Start of Available records
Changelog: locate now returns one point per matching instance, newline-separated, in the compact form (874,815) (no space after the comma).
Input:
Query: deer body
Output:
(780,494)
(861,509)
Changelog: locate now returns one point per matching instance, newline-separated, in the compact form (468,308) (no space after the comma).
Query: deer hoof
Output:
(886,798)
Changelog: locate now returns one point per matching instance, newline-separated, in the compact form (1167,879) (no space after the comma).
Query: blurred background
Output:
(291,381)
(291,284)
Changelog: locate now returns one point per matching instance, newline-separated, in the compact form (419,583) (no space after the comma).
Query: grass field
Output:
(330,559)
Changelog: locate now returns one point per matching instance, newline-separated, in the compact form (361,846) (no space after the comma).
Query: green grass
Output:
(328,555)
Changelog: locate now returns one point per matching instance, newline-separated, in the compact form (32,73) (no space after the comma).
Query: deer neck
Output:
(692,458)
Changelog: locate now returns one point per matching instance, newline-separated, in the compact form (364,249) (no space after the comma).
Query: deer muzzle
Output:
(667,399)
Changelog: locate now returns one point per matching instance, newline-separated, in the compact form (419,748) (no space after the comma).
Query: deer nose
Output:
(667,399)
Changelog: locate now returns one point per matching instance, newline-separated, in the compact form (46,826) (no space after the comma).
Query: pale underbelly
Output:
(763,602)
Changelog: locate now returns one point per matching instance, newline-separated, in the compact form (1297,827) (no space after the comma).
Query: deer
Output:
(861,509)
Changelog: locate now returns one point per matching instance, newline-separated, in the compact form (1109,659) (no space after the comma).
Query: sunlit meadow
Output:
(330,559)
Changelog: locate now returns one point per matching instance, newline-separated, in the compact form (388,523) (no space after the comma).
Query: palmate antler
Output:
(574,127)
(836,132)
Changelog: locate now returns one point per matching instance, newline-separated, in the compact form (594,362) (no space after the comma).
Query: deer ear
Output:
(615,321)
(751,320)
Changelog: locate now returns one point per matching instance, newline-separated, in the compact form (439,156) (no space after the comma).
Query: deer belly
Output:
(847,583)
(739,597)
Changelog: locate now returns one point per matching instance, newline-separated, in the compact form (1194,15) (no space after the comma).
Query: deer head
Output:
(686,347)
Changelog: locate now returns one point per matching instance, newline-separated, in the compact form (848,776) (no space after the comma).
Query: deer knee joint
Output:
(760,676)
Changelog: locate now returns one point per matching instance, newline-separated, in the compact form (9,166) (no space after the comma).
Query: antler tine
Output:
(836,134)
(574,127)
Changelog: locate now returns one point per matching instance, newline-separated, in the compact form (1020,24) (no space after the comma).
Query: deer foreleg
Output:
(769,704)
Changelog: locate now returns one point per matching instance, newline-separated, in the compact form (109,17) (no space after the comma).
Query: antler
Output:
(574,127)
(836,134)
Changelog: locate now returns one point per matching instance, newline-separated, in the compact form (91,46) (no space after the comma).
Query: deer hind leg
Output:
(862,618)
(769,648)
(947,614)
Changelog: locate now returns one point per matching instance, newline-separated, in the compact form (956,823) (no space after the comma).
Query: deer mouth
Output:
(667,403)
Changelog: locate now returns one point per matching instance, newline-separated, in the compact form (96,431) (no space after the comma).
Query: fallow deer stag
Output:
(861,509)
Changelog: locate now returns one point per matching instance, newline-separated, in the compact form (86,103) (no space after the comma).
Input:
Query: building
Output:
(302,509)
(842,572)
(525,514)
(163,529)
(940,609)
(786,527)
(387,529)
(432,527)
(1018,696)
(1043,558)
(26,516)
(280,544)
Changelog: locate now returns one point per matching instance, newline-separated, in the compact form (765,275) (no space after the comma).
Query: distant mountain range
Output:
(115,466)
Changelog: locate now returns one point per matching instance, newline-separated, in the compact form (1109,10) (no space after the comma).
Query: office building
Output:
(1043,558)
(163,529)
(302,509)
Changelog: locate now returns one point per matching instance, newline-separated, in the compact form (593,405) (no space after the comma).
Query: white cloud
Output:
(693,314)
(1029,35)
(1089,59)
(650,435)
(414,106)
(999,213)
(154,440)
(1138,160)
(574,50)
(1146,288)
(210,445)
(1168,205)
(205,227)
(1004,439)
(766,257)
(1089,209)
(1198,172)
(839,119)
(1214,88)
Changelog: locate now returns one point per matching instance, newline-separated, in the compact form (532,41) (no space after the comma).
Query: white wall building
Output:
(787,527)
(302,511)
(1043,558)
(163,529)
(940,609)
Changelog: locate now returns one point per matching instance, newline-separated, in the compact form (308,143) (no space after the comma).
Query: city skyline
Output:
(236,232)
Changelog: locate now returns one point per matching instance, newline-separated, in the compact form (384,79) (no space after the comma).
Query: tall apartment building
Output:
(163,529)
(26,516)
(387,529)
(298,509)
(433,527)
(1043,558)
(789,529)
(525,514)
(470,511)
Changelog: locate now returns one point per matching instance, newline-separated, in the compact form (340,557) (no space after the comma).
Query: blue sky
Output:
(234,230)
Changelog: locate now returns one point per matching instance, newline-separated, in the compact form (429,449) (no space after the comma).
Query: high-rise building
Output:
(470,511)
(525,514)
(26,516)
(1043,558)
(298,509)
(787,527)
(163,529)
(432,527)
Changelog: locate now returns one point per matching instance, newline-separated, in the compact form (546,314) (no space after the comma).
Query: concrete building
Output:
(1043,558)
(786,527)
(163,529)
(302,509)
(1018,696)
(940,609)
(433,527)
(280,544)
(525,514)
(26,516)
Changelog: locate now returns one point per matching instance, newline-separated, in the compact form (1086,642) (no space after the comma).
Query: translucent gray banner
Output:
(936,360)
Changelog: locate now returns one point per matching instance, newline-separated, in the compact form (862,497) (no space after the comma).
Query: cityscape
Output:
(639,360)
End of Available records
Task item — Every entry above should be retyped exactly as it appears.

Answer section —
Changelog: locate now returns one point per matching instance, newline-separated, in the compact form (874,815) (no space after the comma).
Input:
Query: deer body
Output:
(780,494)
(861,509)
Changelog: locate now returns one point per matching instance, newline-separated, in the compact form (468,308) (no space after the comma).
Query: deer hoof
Output:
(886,798)
Changelog: locate now returns one point per matching instance, newline-separated, in the compact form (1167,879) (no space after the comma).
Query: blurred background
Output:
(291,381)
(291,284)
Changelog: locate now returns one point per matching instance, newline-separated, in the compact form (419,583) (no space after the comma).
Query: grass field
Output:
(330,559)
Changelog: locate now returns one point per matching instance, newline-separated, in the compact form (361,846) (no space after the comma).
Query: green grass
Output:
(328,555)
Changelog: locate now returns one point per matching instance, newline-separated, in the compact form (32,73) (no space after the comma).
Query: deer neck
Output:
(692,458)
Changelog: locate now returns one point per matching instance, newline-separated, in the compact form (364,249) (no space after the comma).
Query: deer muzzle
Output:
(667,399)
Changelog: locate now returns one point per matching instance, newline-separated, in the compact form (419,748) (no space after the comma).
Query: deer nose
Output:
(667,399)
Changelog: locate now returns one point per matching instance, newline-separated, in the compact form (46,826) (no space after the comma).
Query: pale underbelly
Output:
(763,602)
Changelog: locate now returns one point per matching instance, newline-separated, in the compact form (1297,827) (no space after the comma).
Query: deer
Output:
(861,509)
Changelog: locate now returns one point per matching instance, newline-separated, in the compact form (1109,659) (no space after the comma).
Query: sunlit meadow
Output:
(330,559)
Changelog: locate now returns one point per matching instance, newline-separated, in the compact form (388,523) (no space after the comma).
Query: palmate antler
Output:
(574,127)
(836,132)
Changelog: locate now returns one point per matching instance, newline-separated, in the compact form (594,362) (no space after the comma).
Query: deer ear
Output:
(615,321)
(751,320)
Changelog: locate now returns one point per matching instance, newline-separated, in the compact form (439,156) (no space after the comma).
Query: deer belly
Output:
(847,583)
(739,597)
Changelog: locate now returns one point per matching instance, newline-separated, in the compact form (1194,15) (no space after the comma).
Query: deer head
Output:
(686,347)
Changelog: locate now returns one point per matching instance, newline-separated, in the compact form (848,776) (no space after the comma).
Query: deer knee joint
Output:
(760,676)
Changelog: locate now returns one point per matching instance, newline-separated, in the compact form (9,166) (no space after the comma).
Query: antler tine
Output:
(836,134)
(574,127)
Changelog: locate now returns one point per matching instance, newline-separated, in the compact form (1020,24) (no space after the comma).
Query: deer foreleg
Output:
(769,704)
Changelog: locate now returns one point per matching instance, newline-separated, in the compact form (109,17) (no space after the comma).
Query: antler
Output:
(574,127)
(836,134)
Changelog: locate now returns one point per matching instance, newline-separated, in the compact form (91,46) (no space after the comma).
Query: deer hind leg
Output:
(862,618)
(769,648)
(947,614)
Changelog: locate now returns one point per matching instance, newline-separated, in the compact form (956,823) (no space after the comma).
Query: deer mouth
Output:
(667,403)
Changelog: locate now returns one point per matching instance, newline-separated, in the compact form (96,431) (no space after the comma).
Query: fallow deer stag
Output:
(861,509)
Changelog: locate now returns one point per matching instance, newline-separated, in the compact form (86,103) (no space after the comma).
Input:
Query: building
Output:
(302,509)
(842,572)
(525,514)
(163,529)
(940,609)
(786,527)
(387,529)
(432,527)
(1018,696)
(1043,558)
(26,516)
(280,544)
Changelog: locate now returns one point per matching instance, newline-separated, in the compact form (765,275) (no space after the comma).
Query: distant mountain range
Output:
(115,466)
Changelog: locate now returns one point per matching instance, newline-separated, in the compact form (1109,10) (no space after the comma).
Query: office building
Output:
(1043,558)
(163,529)
(302,509)
Changelog: locate now returns one point per matching instance, newline-separated, in the compact form (593,405) (no space after the comma).
Query: white cloud
Output:
(693,314)
(1029,35)
(1089,59)
(650,435)
(414,106)
(999,213)
(154,440)
(1138,160)
(574,50)
(1146,288)
(210,445)
(1168,205)
(205,227)
(1004,439)
(766,257)
(1089,209)
(1198,172)
(839,119)
(1214,88)
Changelog: locate now returns one point per matching instance, newline-separated, in the compact form (532,41) (no space after the comma).
Query: white wall building
Output:
(787,527)
(302,511)
(1043,558)
(163,529)
(940,609)
Changelog: locate now returns one point per matching instance, newline-separated, in the compact form (308,143) (no space after the comma).
Query: city skyline
Output:
(236,232)
Changelog: locate now returns one point per matching instance, newline-separated, in the compact form (384,79) (no space after the comma).
Query: tall apartment building
Output:
(163,529)
(26,516)
(387,529)
(298,509)
(433,527)
(1043,558)
(789,529)
(525,514)
(470,511)
Changelog: locate now returns one point per matching instance, newline-separated, in the compact form (340,557) (no space after the comma).
Query: blue sky
Output:
(234,230)
Changelog: locate now returns one point per matching instance, newline-separated, in the compact form (429,449) (no space after the comma).
Query: high-rise building
Output:
(470,511)
(525,514)
(26,516)
(1043,558)
(298,509)
(787,527)
(163,529)
(432,527)
Changelog: locate now returns one point per matching instance, newline-separated, in the compact form (546,314) (no space after the comma).
Query: concrete building
Output:
(1043,558)
(786,527)
(163,529)
(302,509)
(1018,696)
(940,609)
(433,527)
(280,544)
(525,514)
(26,516)
Changelog: locate now returns one point per matching instance, newline-separated, in the compact form (1086,642) (no space after the comma).
Query: translucent gray banner
Output:
(936,360)
Changelog: locate now returns one point per matching instance, newline-separated, in the compact form (862,497) (no space after the comma).
Query: cityscape
Output:
(639,360)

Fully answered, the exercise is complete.